Bounding box annotation entries:

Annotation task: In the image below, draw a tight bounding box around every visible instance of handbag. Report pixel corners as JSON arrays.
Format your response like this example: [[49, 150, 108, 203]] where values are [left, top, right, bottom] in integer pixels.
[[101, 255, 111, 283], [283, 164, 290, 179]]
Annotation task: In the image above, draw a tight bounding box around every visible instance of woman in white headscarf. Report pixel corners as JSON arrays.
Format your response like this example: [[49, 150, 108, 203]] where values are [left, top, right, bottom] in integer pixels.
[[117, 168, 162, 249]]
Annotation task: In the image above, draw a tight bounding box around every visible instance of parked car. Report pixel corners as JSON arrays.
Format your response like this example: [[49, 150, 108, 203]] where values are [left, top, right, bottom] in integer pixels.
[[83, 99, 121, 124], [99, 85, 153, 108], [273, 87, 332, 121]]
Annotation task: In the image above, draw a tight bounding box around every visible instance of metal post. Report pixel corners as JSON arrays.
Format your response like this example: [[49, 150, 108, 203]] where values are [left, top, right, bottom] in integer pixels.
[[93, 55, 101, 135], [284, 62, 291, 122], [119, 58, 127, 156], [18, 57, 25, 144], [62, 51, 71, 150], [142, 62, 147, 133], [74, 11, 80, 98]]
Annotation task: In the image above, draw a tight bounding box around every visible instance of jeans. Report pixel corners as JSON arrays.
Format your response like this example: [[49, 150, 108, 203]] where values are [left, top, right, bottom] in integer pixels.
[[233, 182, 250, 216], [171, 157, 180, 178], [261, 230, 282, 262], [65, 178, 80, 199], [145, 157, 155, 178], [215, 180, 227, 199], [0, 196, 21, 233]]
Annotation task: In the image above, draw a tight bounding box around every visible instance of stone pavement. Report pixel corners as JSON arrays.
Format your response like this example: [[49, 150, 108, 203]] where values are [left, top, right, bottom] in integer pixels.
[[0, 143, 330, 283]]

SET EXERCISE: Reproduce the entries above with every "Annotation task" replaced by "Labeling task" and nothing else changed.

REPLY:
Labeling task: In the image below, draw a tight bounding box around every visible instance of handbag. Report pixel corners as JSON arrays.
Format your response like this example: [[49, 150, 108, 203]] where values are [left, top, right, bottom] in integer pixels.
[[101, 255, 111, 283], [283, 164, 290, 179]]
Labeling task: In the image above, draw a tight bounding box around every visible instance of woman in white headscarf. Report pixel corners as JSON arrays.
Format your response like this example: [[49, 150, 108, 203]] where values are [left, top, right, bottom] in integer pixels.
[[117, 168, 162, 249]]
Labeling task: In the image above, draw a tight bounding box around every visible instance of parked car. Report pixel corners as JSON arrays.
Format your response like this example: [[49, 150, 108, 203]] where values are [left, top, right, bottom] in integer pixels.
[[83, 99, 121, 124], [99, 85, 153, 108], [273, 87, 332, 121]]
Labeling task: In the image above, draw a tight bounding box around every visible instance of metal post. Report pixel corners as JSON arrays.
Format your response like this example: [[49, 150, 108, 203]] where values are [left, top, right, bottom] in integer pixels.
[[93, 55, 101, 135], [284, 62, 291, 122], [119, 58, 127, 156], [18, 57, 25, 144], [62, 51, 71, 150], [142, 62, 147, 133], [74, 11, 80, 98]]
Labeling task: In the image above, draw a tight bounding box around every visible instance of jeans. Report pixel corners as JSON arrays.
Format your response like this example: [[49, 150, 108, 203]] where values are [left, top, right, bottom] in integer pixels.
[[233, 182, 250, 216], [171, 157, 180, 178], [261, 230, 282, 262], [65, 178, 80, 199], [145, 157, 155, 178], [215, 180, 227, 199], [0, 196, 21, 233]]
Labeling task: In the image above, draw a tight bounding box around every visible instance of stone pavement. Report pixel corners as JSON arrays.
Format your response like this example: [[49, 150, 108, 203]] where values are [left, top, right, bottom] in integer pixels.
[[0, 143, 330, 283]]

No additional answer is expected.